Amour di Michael Haneke
Di Dario ArpaioMichael Haneke e il suo Amour sono stati premiati lo scorso maggio a Cannes con la Palma d’Oro da una giuria estasiata di fronte a tanta purezza filmica, almeno quanto altrettanto si è commosso il pubblico. Emmanuelle Riva e Jean Louis Trintignant hanno esaltato la sceneggiatura dello stesso Haneke dando corpo e anima ai due anziani musicisti innamorati della vita vissuta attraverso un amore alimentato dalle piccole cose di ogni giorno, in un’armonia di intenti rara e dolcissima. Qualche screzio banale non ha turbato nel tempo la vita dei due musicisti la cui figlia, impersonata da Isabelle Huppert, vive anche lei di musica, ma con una famiglia assai meno serena.
Tutto il film è ambientato nella casa dei due anziani Anne e Georges e i muri, i quadri, le poltrone, le sedie, tutto partecipa come un coro greco muto e attento spettatore. La quotidianità viene bruscamente interrotta dal destino. Improvvisamente Anne ha una perdita di coscienza e rimane con lo sguardo fisso nel vuoto. Georges tenta di animarla, di riavere la sua compagna. Ma il leggero ictus è solo l’inizio del calvario, lento e inesorabile al quale Georges si oppone con tutto il suo amore, provvedendo lui stesso a tutti i bisogni della donna. Il senso di precarietà della vita, di fragilità, di latente incombenza di un destino ineluttabile avvolgono lo spettatore nello sfacelo con ferma sobrietà intrisa di poesia amara, dura, asciutta, a tratti densa di tenerezze.
La malattia di Anne concede qualche intermezzo al quale i due si aggrappano, ricordando attimi felici vissuti tra quelle stesse mura che, impassibili, assistono al lento disfacimento del corpo e dell’anima della donna e dell’uomo, che diventa lui pure piccolo e indifeso quanto il corpicino di lei. Nulla si può contro la morte. Restano le stanze vuote, impassibili, fredde di fronte al senso dell’amore che le ha attraversate.
La vecchiaia secondo Haneke non è una terza stagione felice dell’esistenza. Ce la mostra in tutta la sua inesorabilità, senza ipocrisie, senza cinismo. Amour non snocciola le accordature dolciastre di altri film analoghi. Haneke ci mostra la disperazione di una lotta che non può avere altro epilogo da quello che è, ci racconta la rabbia, la tenerezza crudele di un addio.

> **Dati forniti**:
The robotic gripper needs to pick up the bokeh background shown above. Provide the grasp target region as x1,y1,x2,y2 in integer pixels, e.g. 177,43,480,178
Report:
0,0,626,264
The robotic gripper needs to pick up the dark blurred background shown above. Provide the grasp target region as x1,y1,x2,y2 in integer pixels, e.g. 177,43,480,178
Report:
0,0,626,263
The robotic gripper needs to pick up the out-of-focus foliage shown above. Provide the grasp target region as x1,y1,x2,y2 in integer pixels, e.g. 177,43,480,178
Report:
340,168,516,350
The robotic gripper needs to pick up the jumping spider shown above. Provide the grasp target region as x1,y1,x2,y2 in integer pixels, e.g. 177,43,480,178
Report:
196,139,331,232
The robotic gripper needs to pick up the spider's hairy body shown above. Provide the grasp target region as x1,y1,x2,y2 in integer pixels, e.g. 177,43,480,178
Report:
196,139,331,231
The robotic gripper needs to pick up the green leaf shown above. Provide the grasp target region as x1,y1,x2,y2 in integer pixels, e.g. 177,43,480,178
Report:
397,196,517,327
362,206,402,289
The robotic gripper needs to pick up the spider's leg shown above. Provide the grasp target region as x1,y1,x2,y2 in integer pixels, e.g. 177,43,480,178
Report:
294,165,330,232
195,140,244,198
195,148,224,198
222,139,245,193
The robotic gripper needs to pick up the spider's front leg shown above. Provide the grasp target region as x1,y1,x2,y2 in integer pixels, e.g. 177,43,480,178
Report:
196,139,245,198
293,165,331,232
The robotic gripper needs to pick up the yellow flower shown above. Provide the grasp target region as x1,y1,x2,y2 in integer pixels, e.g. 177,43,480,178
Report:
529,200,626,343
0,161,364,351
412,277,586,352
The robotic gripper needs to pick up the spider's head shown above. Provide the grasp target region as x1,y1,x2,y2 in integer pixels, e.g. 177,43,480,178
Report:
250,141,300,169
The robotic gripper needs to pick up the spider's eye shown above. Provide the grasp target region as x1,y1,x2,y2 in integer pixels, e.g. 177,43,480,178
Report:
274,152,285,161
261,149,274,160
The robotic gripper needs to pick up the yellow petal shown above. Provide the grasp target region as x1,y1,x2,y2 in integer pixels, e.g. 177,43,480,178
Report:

> **Consegna 1**:
Rispondi in base alla recensione di Amour:
(a) Quale premio ha vinto il film a Cannes?
(b) Quale attrice interpreta la figlia dei due musicisti?
(c) In quale luogo è ambientato tutto il film?
> **Consegna 2**: Ricopia alla lettera il passo della recensione che comincia con "Tutto il film" e prosegue fino a "densa di tenerezze.".
I record non hanno alcun ruolo in questo lavoro.

> **Soluzione scritta 1**:
(a) La Palma d'Oro.
(b) Isabelle Huppert.
(c) Nella casa dei due anziani Anne e Georges.

> **Soluzione scritta 2**:
Tutto il film è ambientato nella casa dei due anziani Anne e Georges e i muri, i quadri, le poltrone, le sedie, tutto partecipa come un coro greco muto e attento spettatore. La quotidianità viene bruscamente interrotta dal destino. Improvvisamente Anne ha una perdita di coscienza e rimane con lo sguardo fisso nel vuoto. Georges tenta di animarla, di riavere la sua compagna. Ma il leggero ictus è solo l’inizio del calvario, lento e inesorabile al quale Georges si oppone con tutto il suo amore, provvedendo lui stesso a tutti i bisogni della donna. Il senso di precarietà della vita, di fragilità, di latente incombenza di un destino ineluttabile avvolgono lo spettatore nello sfacelo con ferma sobrietà intrisa di poesia amara, dura, asciutta, a tratti densa di tenerezze.